Direction »
Write the material out again in full, exactly.

Items »
***
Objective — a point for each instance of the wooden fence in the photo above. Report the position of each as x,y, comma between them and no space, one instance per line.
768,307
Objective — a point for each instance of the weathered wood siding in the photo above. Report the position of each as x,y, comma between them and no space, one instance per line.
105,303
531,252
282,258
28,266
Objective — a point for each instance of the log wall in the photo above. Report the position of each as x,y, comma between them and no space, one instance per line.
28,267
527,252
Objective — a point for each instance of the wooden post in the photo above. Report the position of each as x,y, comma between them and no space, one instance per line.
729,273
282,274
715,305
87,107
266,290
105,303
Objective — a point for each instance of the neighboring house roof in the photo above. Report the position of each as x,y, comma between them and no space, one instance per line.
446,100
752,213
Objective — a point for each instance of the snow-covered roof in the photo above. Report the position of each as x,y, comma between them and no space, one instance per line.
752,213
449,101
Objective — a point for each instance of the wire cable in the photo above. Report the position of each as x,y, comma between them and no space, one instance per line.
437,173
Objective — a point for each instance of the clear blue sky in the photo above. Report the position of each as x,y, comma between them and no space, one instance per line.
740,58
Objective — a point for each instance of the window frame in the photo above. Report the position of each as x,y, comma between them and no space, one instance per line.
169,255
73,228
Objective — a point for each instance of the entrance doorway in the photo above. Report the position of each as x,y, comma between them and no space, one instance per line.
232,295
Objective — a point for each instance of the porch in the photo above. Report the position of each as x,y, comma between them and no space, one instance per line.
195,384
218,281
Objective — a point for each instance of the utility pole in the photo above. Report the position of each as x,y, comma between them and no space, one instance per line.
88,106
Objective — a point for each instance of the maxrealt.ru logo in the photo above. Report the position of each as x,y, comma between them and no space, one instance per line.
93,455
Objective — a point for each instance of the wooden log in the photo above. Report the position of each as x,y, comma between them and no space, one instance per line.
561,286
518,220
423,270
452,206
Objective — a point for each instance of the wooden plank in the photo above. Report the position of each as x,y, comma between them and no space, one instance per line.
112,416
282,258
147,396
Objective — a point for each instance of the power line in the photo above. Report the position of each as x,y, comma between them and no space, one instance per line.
***
Response to this exercise »
Objective — a point for each instance of the wooden fence in the photo above. Report the position of each as x,y, comma between them and no space, one instance per line.
768,307
Objective — a point for each instance of the weathered wood siding in the photo above. Report the position of each as x,y, comma between them and no space, one instance per line.
105,303
531,252
282,258
28,266
Objective — a point for each instance of the log wall in the photo above. Report the position of each as x,y, comma between them and no space, one instance per line.
28,267
527,252
Objective — a point for each instance of the wooden post in the photo above. Report the position of each as x,y, comma between them and no space, one instance per line.
729,273
282,274
715,305
87,107
266,290
105,303
Objective — a point for each instance of the neighboring house roof in the photo above. Report the position of each as x,y, comma between them and no space, one instance per line.
446,100
752,213
Objective — a point for each instance of the snow-covered roof in the photo above. Report the position of each as x,y, comma between them and no space, one instance per line.
752,213
449,101
Objective — a point for each instance of the wire cable in the photo above. Report the position of each as x,y, comma between them and no space, one instance per line.
437,173
Objective — a point for each instance of the clear blue sky in the photo above. Report the position of each as x,y, comma between them and no space, one instance per line.
740,58
Objective — a point for each instance of the window frame in the photo above. Report the position of each as x,y, comma between them and no space, one instance per line.
169,255
73,228
Objective — a point for each instance of the entrance doorway in the photo above. Report the position of each as x,y, comma between them and no space, one instance per line.
232,295
Objective — a point for each instance of the porch in the photo above. Report the position of each as x,y, comma between them and no space, one instance per line.
195,384
218,281
Objective — a point for each instance of the utility pole in the photo above. Report the position of each as x,y, comma between them and no space, one instance per line.
88,106
Objective — a point for each instance of the maxrealt.ru logo in the photo above. Report the position of each as x,y, comma between them and no space, one instance per line.
93,455
Objective — a point for each instance of the wooden log in the photo above. Report the position of each as x,y, comma between them and no space, one instance per line.
561,286
518,220
423,270
452,206
Objective — a point for each instance of the wooden plank in the photo above. Report the position of each as x,y, comma between them and no space, one instance per line.
112,416
282,258
147,396
Objective — a point for each instance of the power line in the photo above. Report the position of each as x,y, comma between them and no space, one instance per line.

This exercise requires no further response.